The required output consists solely of the lines from the line containing "Please identify the window" through the end of the records, copied exactly.

## Start Input

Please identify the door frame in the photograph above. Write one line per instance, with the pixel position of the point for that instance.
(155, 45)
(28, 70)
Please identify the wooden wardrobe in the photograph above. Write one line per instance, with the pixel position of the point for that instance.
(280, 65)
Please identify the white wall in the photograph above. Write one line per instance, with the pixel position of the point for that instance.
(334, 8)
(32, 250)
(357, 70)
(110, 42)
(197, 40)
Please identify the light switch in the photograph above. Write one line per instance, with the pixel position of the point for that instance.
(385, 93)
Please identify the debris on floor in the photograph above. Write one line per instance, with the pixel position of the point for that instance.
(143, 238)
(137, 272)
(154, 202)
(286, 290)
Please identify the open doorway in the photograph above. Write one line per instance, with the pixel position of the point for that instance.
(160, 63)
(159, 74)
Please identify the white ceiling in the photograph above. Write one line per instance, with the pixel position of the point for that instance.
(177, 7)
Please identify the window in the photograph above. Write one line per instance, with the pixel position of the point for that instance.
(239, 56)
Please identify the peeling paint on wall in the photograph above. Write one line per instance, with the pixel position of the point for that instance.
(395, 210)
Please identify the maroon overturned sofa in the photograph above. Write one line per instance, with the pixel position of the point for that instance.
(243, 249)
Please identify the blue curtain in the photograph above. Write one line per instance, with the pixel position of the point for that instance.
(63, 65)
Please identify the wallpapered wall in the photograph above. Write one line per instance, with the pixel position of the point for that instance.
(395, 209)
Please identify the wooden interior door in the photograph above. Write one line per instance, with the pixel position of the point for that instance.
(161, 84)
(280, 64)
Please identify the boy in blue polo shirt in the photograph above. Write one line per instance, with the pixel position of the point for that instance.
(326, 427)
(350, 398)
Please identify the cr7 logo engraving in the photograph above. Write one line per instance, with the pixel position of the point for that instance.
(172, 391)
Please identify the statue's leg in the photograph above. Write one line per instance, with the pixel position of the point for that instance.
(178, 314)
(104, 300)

## End Input

• _Result below_
Please identify the window in the photograph above. Write one line per instance, with the pixel position of the point for that instance.
(239, 56)
Please identify the peeling paint on wall in the photograph above. Write one line per instance, with the pixel position of the point for that instance.
(395, 210)
Please identify the maroon overturned sofa in the photograph above. Write one line per instance, with the pixel position of the point for that instance.
(243, 249)
Please identify the blue curtain in the photograph above. Write one line per instance, with the pixel position of the point for that instance.
(63, 65)
Please identify the wallpapered wall in the photograph above. Write one line per instance, with the pixel position of the point for that instance.
(395, 209)
Please identify the wooden interior door in the photograph above. Write one line per instance, with the pixel position of the point for that instance.
(161, 84)
(280, 64)
Please identify the boy in blue polo shirt in the photograph above. Write one line per instance, with the pixel position of the point for that instance.
(326, 427)
(350, 398)
Please identify the cr7 logo engraving in the photograph above. Write one line per instance, with the pixel position of the point for that instance.
(172, 391)
Please identify the statue's leg in the photograph above. Write one line per instance, with the pixel position of the point for that instance.
(178, 314)
(104, 300)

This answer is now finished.